Votre objectif -> Recopiez fidèlement, dans l'éditorial sur la corruption dans le sport, tout le passage qui va de « Vendredi 18 novembre » jusqu'à « un pied d’égalité. ».

Vendredi 18 novembre 2022
Edito
Stéphane Babey
Les athlètes de la corruption
A chaque attribution d’un événement sportif planétaire, les soupçons de corruption ne tardent pas à apparaître. Au lieu de s’en désoler, il serait peut-être temps d’envisager les choses sous un autre angle. En matière de dopage, des voix s’élèvent pour changer la donne. Au lieu de s’engager dans une lutte sans espoir car les tricheurs ont toujours une longueur d’avance, certains prônent l’adoption du dopage contrôlé comme partie intégrante de la pratique du sport de haut niveau. Ainsi, tous les athlètes seraient sur un pied d’égalité.

Informations fournies ->
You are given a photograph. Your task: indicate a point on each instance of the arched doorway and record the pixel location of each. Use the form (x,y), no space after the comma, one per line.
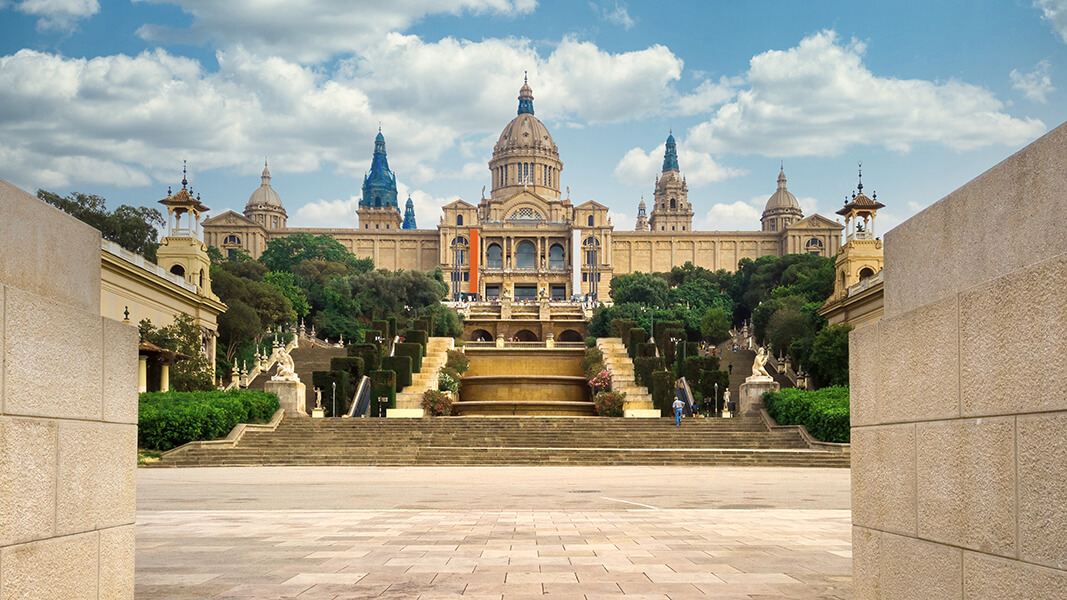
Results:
(570,335)
(526,335)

Solution de la tâche ->
Vendredi 18 novembre 2022
Edito
Stéphane Babey
Les athlètes de la corruption
A chaque attribution d’un événement sportif planétaire, les soupçons de corruption ne tardent pas à apparaître. Au lieu de s’en désoler, il serait peut-être temps d’envisager les choses sous un autre angle. En matière de dopage, des voix s’élèvent pour changer la donne. Au lieu de s’engager dans une lutte sans espoir car les tricheurs ont toujours une longueur d’avance, certains prônent l’adoption du dopage contrôlé comme partie intégrante de la pratique du sport de haut niveau. Ainsi, tous les athlètes seraient sur un pied d’égalité.